What you need to do:
- a) Please rename "James Brown" as "soul records" in the Black Rio article, everything from "Black Rio: Exhibition, documentary" down to "the movement’s protagonists).", and give that passage again.
- b) Answer these questions on the Black Rio article:
(i) At which venue does the exhibition start?
(ii) For how many years was the project in the drawer?
(iii) Which newspaper published the 1976 report on the bailes black?
- c) Say whether each statement agrees with the Black Rio article, and quote the words that decide it.
(i) The exhibition curator's father went to the bailes black.
(ii) The dances first mobilized the city in the late 1970s.
(iii) The Rio youth came to join more than 10,000 people dancing through the night.

Note from BW of Brazil: It was a fascinating era in Brazilian history. . Thousands of black teens and young adults donning the best 1970s fashion and spending their night dancing the night away to latest Soul sounds coming out of the United States or indeed, Soul music created by black Brazilian artists. It is one of this writer’s favorite topics. Perhaps because for 40 years, this piece of history continues to be unknown except to those who were there and actually experienced it. In a number of previous articles, this blog has presented bits and pieces of this movement and the details involved, from the influence of the United States Black Power/Soul eras to the political repression that arose out of a fear of a black revolution happening in Brazil. Fortunately, this story is slowly beginning to take its deserved place in official history with two books, a documentary and an exhibition presenting this untold story to everyday people. In the piece below, we take you back to a time of afros, multi-colored clothing and Soul Train-inspired dancing in which black Brazilians looked to their brothers and sisters in the United States and took a new pride in being black that Brazil had never seen in such a widespread manner.
Black Rio: Exhibition, documentary and book recover the history of the movement
Phenomenon put the North Zone of Rio to dance to James Brown in the 1970s
By Silvio Essinger
A Rio de Janeiro youth, black and suburban, in tune with the US black power movement, and that came to join more than 10,000 people spending the night dancing to James Brown funk, resurfaces on Thursday in the exhibition “1976: Movimento Black Rio 40 anos” (1976: Black Rio Movement 40 years,” starting at 7pm at the Teatro Odisseia (Odyssey Theatre) in Lapa. The night is just the beginning of a belated but necessary historical review of Black Rio, one of the great (and poorly documented) mass cultural events of the city, which will also result in two books and a documentary (produced by one of the movement’s protagonists).
“The project was in the drawer for 17 years until we got an edict last year and managed to take the idea further,” says the exhibition curator, DJ and researcher Zé Octavio Sebadelhe, whose father was a frequenter of the bailes black (black dances). “I’ve always been a fan of this history, this time. It was really a contagious cough from the suburb, the option for those who didn’t identify with Ed Lincoln (organist, whose dances were celebrated in Rio’s North Zone in the 1960s). A youth of thousands of blacks appeared who would go to the baile to dance to that sound, that they really wanted to enjoy.
Although the dances have mobilized the city since the early 1970s (the trigger was the Bailed a Pesada, of DJs Big Boy and Ademir Lemos, that took place in Canecão), the choice of 1976 as the framework of movement is due to the fact it’s the year that brought visibility to the movement beyond the scene. It was when journalist Frias Lena and photographer Almir Veiga published a report in the Jornal do Brasil (newspaper) documenting the phenomenon of the bailes black of Rio’s suburbs with hundreds of sound teams and DJs like Mister Funky Santos, Luizinho Disc Jockey Soul and Paulão Black Power. The photos of Almir Veiga (as you see above) are brought together in the exhibition, which will follow a path to other locations to be defined.

Pointing dataset excerpts:
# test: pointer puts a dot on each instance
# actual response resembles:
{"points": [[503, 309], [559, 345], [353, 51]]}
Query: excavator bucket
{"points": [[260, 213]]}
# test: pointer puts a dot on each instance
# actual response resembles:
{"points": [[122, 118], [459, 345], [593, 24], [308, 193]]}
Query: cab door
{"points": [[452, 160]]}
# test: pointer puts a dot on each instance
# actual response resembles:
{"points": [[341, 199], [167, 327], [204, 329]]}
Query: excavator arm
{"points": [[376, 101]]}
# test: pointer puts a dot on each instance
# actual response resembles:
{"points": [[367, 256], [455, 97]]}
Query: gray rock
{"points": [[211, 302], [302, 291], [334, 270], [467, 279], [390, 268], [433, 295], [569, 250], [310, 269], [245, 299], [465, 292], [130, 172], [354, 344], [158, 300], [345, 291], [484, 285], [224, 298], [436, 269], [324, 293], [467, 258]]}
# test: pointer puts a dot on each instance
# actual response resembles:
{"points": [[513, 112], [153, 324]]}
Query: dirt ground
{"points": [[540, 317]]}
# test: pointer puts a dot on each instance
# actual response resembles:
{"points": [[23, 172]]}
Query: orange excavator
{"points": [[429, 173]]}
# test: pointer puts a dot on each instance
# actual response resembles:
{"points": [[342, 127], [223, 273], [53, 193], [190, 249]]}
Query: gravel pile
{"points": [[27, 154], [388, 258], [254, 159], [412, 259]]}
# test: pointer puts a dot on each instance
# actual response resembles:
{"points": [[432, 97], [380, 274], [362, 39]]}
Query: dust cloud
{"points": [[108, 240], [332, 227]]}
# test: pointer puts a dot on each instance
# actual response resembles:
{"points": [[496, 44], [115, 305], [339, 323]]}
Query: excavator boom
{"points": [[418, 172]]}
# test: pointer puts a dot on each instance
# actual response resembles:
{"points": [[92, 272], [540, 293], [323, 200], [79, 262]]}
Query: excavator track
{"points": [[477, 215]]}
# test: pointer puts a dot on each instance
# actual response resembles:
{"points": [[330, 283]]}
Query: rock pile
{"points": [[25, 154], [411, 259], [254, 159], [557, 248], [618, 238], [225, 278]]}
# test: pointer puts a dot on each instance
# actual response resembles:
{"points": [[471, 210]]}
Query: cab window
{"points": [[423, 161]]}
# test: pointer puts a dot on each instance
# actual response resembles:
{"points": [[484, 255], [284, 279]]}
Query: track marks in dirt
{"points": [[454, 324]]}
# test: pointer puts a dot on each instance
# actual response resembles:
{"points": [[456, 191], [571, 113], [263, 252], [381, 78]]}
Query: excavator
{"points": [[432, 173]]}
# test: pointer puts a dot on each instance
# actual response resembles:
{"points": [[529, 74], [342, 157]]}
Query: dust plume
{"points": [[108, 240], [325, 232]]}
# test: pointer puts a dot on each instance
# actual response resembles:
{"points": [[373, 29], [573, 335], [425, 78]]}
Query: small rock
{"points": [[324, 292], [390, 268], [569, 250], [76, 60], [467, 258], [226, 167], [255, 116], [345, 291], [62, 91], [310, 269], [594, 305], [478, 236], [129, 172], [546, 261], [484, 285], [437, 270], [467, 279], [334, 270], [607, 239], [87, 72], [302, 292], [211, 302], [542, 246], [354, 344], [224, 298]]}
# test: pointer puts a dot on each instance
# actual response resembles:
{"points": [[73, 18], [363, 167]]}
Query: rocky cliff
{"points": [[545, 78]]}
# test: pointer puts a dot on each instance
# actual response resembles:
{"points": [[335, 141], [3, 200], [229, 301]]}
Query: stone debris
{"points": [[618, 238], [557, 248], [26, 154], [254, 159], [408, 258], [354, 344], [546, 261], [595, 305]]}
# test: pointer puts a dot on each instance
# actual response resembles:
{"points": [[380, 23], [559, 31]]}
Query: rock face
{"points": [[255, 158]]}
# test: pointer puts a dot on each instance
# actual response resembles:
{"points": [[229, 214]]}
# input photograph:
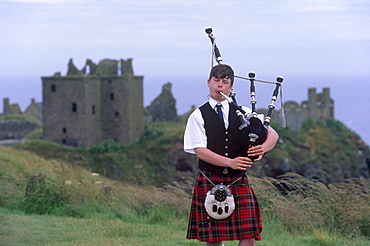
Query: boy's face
{"points": [[217, 85]]}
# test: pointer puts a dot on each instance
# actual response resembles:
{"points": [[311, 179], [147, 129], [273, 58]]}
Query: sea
{"points": [[350, 95]]}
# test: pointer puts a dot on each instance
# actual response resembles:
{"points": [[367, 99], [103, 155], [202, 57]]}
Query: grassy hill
{"points": [[56, 195]]}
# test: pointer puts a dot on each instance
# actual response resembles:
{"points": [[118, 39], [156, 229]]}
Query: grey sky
{"points": [[167, 42]]}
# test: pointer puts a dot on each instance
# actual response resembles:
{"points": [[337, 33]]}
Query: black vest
{"points": [[221, 141]]}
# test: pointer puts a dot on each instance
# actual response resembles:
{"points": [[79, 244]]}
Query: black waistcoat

Full solutions:
- a)
Black Rio: Exhibition, documentary and book recover the history of the movement
Phenomenon put the North Zone of Rio to dance to soul records in the 1970s
By Silvio Essinger
A Rio de Janeiro youth, black and suburban, in tune with the US black power movement, and that came to join more than 10,000 people spending the night dancing to soul records funk, resurfaces on Thursday in the exhibition “1976: Movimento Black Rio 40 anos” (1976: Black Rio Movement 40 years,” starting at 7pm at the Teatro Odisseia (Odyssey Theatre) in Lapa. The night is just the beginning of a belated but necessary historical review of Black Rio, one of the great (and poorly documented) mass cultural events of the city, which will also result in two books and a documentary (produced by one of the movement’s protagonists).

- b)
(i) The Teatro Odisseia (Odyssey Theatre) in Lapa.
(ii) 17 years.
(iii) The Jornal do Brasil.

- c)
(i) Yes: "whose father was a frequenter of the bailes black (black dances)"
(ii) No: "the dances have mobilized the city since the early 1970s"
(iii) Yes: "came to join more than 10,000 people spending the night dancing to James Brown funk"